-- Start DATA TO USE --
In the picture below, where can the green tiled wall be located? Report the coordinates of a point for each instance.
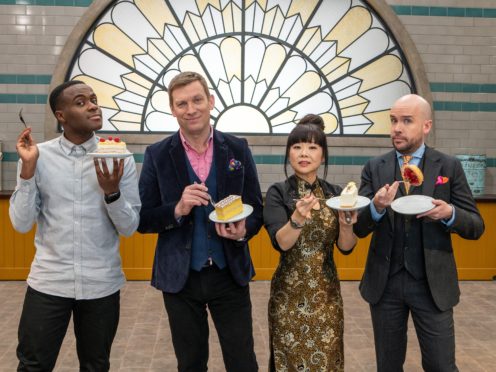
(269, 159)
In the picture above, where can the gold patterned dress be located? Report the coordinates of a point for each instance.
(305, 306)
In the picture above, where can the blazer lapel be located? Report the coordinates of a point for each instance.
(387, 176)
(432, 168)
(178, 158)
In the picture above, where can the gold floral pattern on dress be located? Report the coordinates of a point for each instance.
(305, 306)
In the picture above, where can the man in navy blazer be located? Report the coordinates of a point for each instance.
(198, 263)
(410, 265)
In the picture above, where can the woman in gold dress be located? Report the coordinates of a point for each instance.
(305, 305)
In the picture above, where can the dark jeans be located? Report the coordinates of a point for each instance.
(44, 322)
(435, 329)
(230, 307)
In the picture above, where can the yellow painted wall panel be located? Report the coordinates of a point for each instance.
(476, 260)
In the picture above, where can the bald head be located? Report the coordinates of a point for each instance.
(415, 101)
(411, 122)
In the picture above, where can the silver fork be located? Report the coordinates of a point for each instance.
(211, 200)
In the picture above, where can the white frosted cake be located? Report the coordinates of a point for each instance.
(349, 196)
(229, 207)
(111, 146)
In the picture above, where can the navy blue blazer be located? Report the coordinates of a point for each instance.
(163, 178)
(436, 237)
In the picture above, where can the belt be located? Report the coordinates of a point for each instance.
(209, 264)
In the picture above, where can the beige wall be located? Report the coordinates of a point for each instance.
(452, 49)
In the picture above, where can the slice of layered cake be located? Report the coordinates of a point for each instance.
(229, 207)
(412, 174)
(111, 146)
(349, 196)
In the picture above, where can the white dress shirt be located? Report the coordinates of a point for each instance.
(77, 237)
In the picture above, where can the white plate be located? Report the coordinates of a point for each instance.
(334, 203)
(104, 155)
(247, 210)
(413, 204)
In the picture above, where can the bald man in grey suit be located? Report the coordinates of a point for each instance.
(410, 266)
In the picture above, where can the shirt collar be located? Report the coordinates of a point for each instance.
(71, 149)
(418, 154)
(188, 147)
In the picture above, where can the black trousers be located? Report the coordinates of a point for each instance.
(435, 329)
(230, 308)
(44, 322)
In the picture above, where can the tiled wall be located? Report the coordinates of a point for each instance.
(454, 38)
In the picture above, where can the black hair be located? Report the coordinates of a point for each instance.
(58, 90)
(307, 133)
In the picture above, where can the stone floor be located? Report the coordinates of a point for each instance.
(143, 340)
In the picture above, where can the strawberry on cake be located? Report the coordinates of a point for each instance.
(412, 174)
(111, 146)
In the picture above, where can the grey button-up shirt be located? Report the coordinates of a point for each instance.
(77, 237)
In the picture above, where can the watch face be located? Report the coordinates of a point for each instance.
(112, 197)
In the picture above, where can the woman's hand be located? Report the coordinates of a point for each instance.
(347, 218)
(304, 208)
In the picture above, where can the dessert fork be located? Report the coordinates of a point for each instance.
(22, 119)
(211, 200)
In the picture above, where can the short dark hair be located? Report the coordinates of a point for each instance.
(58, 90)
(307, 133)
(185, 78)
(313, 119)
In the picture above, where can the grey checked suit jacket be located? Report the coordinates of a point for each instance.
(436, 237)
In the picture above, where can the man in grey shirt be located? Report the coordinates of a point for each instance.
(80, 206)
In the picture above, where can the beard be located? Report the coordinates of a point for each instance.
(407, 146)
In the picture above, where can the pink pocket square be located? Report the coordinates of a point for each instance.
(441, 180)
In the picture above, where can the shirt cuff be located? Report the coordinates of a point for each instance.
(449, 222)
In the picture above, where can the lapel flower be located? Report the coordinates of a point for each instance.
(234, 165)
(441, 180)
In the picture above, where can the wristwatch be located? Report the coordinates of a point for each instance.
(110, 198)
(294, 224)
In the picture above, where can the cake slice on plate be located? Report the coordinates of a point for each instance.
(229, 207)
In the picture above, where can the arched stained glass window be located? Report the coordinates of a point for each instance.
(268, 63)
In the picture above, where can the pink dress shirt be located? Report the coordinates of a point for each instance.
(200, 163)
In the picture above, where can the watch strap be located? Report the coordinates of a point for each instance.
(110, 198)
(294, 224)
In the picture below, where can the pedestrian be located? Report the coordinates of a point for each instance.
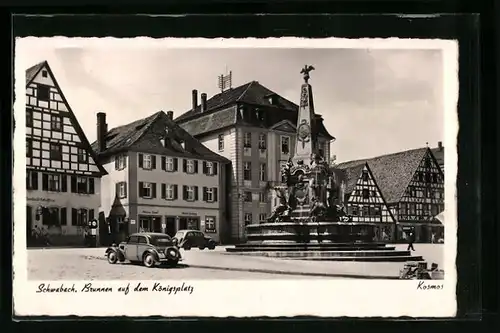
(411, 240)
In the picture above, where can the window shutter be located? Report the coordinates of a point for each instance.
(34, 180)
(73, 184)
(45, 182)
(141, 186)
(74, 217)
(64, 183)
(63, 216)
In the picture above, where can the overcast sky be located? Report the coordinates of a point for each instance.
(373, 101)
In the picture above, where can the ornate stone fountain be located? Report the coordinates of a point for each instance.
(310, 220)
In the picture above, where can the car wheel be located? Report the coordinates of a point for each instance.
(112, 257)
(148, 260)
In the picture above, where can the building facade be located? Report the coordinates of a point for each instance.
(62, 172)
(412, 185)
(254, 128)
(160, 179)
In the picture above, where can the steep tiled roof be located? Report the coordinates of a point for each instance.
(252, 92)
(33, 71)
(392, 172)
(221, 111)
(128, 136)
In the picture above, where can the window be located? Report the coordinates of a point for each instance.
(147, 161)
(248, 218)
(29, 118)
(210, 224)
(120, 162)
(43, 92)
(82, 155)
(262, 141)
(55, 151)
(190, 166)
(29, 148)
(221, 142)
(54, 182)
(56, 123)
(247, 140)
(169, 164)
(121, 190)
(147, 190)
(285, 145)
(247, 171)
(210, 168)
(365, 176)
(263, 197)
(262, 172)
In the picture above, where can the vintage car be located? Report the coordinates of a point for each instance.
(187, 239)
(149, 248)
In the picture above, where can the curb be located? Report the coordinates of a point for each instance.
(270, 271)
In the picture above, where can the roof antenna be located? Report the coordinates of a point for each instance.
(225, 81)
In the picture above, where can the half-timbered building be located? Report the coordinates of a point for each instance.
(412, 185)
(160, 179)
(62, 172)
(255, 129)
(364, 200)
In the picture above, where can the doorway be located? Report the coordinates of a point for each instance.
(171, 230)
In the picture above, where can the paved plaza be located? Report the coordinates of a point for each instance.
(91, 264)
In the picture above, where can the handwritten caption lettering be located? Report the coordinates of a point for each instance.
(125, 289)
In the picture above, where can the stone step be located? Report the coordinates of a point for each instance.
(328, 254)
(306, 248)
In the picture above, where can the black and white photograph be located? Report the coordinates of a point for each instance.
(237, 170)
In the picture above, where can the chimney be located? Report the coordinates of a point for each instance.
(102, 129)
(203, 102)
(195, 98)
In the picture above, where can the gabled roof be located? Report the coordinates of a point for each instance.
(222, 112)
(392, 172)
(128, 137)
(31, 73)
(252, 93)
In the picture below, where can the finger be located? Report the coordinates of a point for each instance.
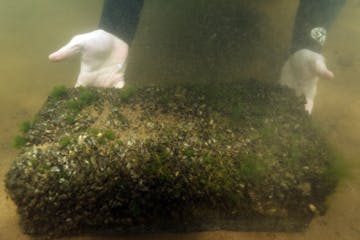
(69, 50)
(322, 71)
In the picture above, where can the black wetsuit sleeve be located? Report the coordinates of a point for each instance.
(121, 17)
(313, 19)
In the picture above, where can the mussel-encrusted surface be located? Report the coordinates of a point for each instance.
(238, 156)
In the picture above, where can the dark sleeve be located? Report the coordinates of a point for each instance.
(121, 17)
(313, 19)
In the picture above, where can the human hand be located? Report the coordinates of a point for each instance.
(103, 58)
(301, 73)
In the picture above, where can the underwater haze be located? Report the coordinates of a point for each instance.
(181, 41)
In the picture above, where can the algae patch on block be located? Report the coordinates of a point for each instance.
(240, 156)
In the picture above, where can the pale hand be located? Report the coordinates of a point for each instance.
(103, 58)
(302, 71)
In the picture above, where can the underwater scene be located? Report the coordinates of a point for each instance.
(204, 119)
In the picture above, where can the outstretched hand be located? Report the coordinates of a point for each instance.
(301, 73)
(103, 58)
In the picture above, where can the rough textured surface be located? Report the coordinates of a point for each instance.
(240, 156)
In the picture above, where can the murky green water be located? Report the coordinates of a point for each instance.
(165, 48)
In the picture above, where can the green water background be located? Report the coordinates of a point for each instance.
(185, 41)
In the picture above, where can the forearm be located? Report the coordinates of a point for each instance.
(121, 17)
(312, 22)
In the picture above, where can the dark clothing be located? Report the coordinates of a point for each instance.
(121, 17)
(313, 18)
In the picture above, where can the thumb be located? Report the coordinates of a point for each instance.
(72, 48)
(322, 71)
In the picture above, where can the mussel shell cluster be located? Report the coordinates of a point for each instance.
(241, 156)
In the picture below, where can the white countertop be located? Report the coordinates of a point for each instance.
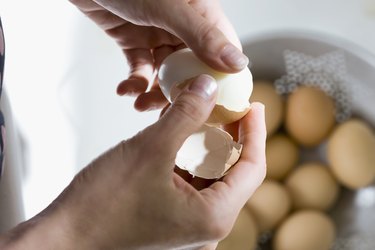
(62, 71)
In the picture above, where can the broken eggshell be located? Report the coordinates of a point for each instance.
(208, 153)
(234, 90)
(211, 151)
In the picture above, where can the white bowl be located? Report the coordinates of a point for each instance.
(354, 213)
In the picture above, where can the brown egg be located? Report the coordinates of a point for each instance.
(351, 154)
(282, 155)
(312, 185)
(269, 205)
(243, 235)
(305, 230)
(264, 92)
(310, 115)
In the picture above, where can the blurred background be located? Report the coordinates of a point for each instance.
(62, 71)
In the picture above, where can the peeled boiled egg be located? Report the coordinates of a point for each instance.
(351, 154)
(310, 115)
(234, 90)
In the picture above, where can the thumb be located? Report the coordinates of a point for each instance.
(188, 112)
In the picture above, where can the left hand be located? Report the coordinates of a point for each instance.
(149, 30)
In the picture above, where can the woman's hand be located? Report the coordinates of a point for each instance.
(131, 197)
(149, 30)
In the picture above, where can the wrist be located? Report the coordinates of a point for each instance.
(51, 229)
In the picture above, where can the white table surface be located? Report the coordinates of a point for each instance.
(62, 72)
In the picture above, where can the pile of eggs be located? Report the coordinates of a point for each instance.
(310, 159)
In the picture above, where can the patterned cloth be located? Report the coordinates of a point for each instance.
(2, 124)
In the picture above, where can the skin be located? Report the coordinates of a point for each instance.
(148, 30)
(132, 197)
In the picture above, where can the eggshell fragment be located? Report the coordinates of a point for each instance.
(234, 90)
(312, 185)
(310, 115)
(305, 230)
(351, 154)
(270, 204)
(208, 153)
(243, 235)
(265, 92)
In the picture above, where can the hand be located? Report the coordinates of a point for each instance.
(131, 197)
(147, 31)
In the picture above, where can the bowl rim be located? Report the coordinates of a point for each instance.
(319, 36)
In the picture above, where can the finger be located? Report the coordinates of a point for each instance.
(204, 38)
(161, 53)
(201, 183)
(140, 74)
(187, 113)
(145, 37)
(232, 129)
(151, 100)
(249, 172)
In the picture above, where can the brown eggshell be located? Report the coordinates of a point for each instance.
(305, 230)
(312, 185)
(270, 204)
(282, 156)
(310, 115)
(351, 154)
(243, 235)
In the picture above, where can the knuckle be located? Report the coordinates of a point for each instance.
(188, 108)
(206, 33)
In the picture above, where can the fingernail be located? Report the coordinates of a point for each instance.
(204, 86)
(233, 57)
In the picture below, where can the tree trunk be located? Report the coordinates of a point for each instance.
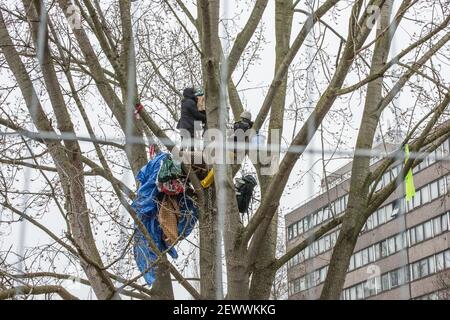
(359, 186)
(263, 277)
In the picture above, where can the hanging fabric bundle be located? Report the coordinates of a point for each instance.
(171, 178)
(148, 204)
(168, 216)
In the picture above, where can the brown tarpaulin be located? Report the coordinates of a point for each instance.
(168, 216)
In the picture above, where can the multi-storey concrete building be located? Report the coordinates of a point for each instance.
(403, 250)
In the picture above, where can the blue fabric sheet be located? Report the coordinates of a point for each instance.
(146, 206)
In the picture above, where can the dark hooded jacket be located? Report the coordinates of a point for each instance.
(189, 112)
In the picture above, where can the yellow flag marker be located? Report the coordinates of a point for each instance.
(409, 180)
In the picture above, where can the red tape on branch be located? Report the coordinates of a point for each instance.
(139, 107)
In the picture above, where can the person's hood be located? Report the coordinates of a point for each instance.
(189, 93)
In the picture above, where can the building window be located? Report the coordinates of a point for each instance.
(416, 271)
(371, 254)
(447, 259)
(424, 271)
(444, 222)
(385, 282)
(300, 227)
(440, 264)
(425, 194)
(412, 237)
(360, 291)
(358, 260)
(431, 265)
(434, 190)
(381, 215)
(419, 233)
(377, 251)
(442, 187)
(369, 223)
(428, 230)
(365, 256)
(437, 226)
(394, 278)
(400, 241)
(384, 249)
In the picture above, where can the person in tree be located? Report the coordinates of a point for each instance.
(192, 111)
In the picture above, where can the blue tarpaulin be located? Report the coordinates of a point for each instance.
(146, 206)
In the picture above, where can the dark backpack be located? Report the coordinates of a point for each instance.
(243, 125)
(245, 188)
-- End DATA TO USE --
● **TASK PROMPT**
Quote verbatim the line containing "In the picture above, where can the brown tarpaulin" and every line after it through the end of the records above.

● **TASK SOLUTION**
In the picture above, where can the brown tarpaulin be located? Report the coordinates of a point for each instance.
(168, 216)
In the picture above, where can the multi-storey concrete building be located? Report the coordinates of a point for each instance.
(403, 250)
In the picture above, where can the blue fabric sheet be located? Report the coordinates of a point for each instance.
(146, 206)
In the picture above, where can the dark hooded jacket be located? Report the coordinates of a point for each instance.
(189, 112)
In the picture above, where can the yellow flag marker be located? Report the coordinates of a point for each instance.
(409, 180)
In the picture above, where can the red tape on branch be located? Report the coordinates of a point for each instance.
(139, 107)
In the picture above, where can the person's hood be located? Report the coordinates of a point for each instance.
(189, 93)
In the picture above, where can the building window be located? Report the coordinates of a point for each instance.
(416, 271)
(371, 254)
(447, 259)
(424, 271)
(444, 222)
(385, 282)
(300, 227)
(440, 264)
(425, 194)
(412, 237)
(360, 291)
(358, 260)
(431, 265)
(434, 190)
(381, 215)
(419, 233)
(377, 251)
(442, 187)
(369, 223)
(428, 230)
(365, 256)
(437, 226)
(394, 278)
(400, 241)
(384, 249)
In the picture above, where can the person in tree be located? Report the coordinates of a point for each instance.
(192, 111)
In the picture above, where can the blue tarpaulin be located? Report the coordinates of a point for each instance.
(146, 206)
In the picture above, where can the dark backpack be located? Report the coordinates of a point for each instance.
(243, 125)
(245, 188)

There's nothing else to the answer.